HY329     
Independent India: Myths of Freedom and Development

This information is for the 2019/20 session.

Teacher responsible

Dr Taylor C. Sherman, SAR M.10

Availability

This course is available on the BA in History, BSc in Government and History, BSc in International Relations and History and BSc in Politics and History. This course is available as an outside option to students on other programmes where regulations permit and to General Course students.

Course content

Focusing on the early decades after India gained independence in 1947, this course raises questions about the nature of freedom and the tasks of development and modernisation faced by postcolonial nations. The course begins with a brief study of Jawaharlal Nehru, India’s first prime minister. Students will survey his philosophy and his style of leadership while exploring the myth of the strong male leader. The course will then cover India’s foreign policy, asking students to probe the meaning of Nonalignment, and inspect the character of India’s relations with Indians Overseas and with its neighbours, including China and Pakistan. Students will then turn to the nature of secularism in India by examining the treatment of Muslims who remained in India after the creation of Pakistan. This section also probes official attempts to reform Hinduism and improve the lives of Dalits (former untouchables) in India. Students then are asked to query how socialist India was by reading political theory from Communists, Socialists, Gandhians and others. Next, students interrogate the nature and extent of economic development achieved in this period by studying the strengths and weaknesses of international aid supplied to the country, as well as India’s own development programmes. Students will then explore how Indians expressed their visions of modernity in the realms of science, art & architecture and the emancipation of women. Finally, the course concludes by scrutinising the Constitution and the conduct of India’s first democratic elections. Using a variety of primary source materials, with a strong element of film and visual arts, this course asks students to see India and Indians in new ways.

* Stated exercise 1 *
Write out the passage of the course description on independent India, starting with "Teacher responsible" and going on through "General Course students.".
* Stated exercise 2 *
Repeat the lines of the listing word for word, starting with the line with "Provide a point for each instance of the seaweed" and going on through the last line of the listing.

(Records contained in a dataset)

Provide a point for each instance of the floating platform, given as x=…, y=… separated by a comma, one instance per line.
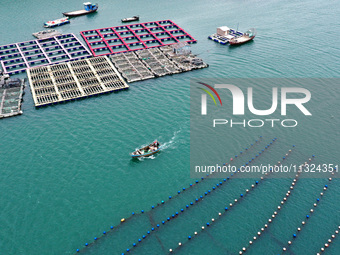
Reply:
x=225, y=39
x=130, y=67
x=11, y=93
x=125, y=38
x=17, y=57
x=46, y=34
x=154, y=62
x=75, y=79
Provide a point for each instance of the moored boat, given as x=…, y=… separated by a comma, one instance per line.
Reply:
x=46, y=34
x=57, y=22
x=146, y=151
x=134, y=18
x=88, y=8
x=246, y=37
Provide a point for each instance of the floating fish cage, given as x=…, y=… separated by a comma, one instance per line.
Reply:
x=126, y=38
x=130, y=67
x=11, y=96
x=224, y=34
x=154, y=62
x=75, y=79
x=17, y=57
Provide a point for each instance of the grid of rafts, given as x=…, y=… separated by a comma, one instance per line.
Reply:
x=75, y=79
x=186, y=62
x=154, y=62
x=16, y=57
x=131, y=68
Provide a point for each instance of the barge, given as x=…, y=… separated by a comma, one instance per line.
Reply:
x=88, y=8
x=57, y=22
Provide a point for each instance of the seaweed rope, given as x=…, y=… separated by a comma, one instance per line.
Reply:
x=197, y=200
x=303, y=223
x=226, y=209
x=289, y=192
x=190, y=186
x=329, y=241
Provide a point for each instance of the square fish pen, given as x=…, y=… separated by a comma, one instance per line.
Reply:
x=17, y=57
x=75, y=79
x=125, y=38
x=157, y=62
x=131, y=68
x=186, y=62
x=11, y=98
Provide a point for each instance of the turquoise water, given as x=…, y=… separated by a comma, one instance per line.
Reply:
x=66, y=174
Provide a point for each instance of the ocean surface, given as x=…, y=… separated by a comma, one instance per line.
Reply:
x=66, y=174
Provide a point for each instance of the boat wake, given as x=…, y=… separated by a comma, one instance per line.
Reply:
x=170, y=144
x=172, y=141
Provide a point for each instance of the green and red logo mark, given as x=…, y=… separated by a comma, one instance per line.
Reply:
x=204, y=97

* Final answer 1 *
Teacher responsible

Dr Taylor C. Sherman, SAR M.10

Availability

This course is available on the BA in History, BSc in Government and History, BSc in International Relations and History and BSc in Politics and History. This course is available as an outside option to students on other programmes where regulations permit and to General Course students.

* Final answer 2 *
Provide a point for each instance of the seaweed rope, given as x=…, y=… separated by a comma, one instance per line.
Reply:
x=197, y=200
x=303, y=223
x=226, y=209
x=289, y=192
x=190, y=186
x=329, y=241
Provide a point for each instance of the square fish pen, given as x=…, y=… separated by a comma, one instance per line.
Reply:
x=17, y=57
x=75, y=79
x=125, y=38
x=157, y=62
x=131, y=68
x=186, y=62
x=11, y=98
Provide a point for each instance of the turquoise water, given as x=…, y=… separated by a comma, one instance per line.
Reply:
x=66, y=174
Provide a point for each instance of the ocean surface, given as x=…, y=… separated by a comma, one instance per line.
Reply:
x=66, y=174
Provide a point for each instance of the boat wake, given as x=…, y=… separated by a comma, one instance per line.
Reply:
x=170, y=144
x=172, y=141
Provide a point for each instance of the green and red logo mark, given as x=…, y=… separated by a comma, one instance per line.
Reply:
x=204, y=97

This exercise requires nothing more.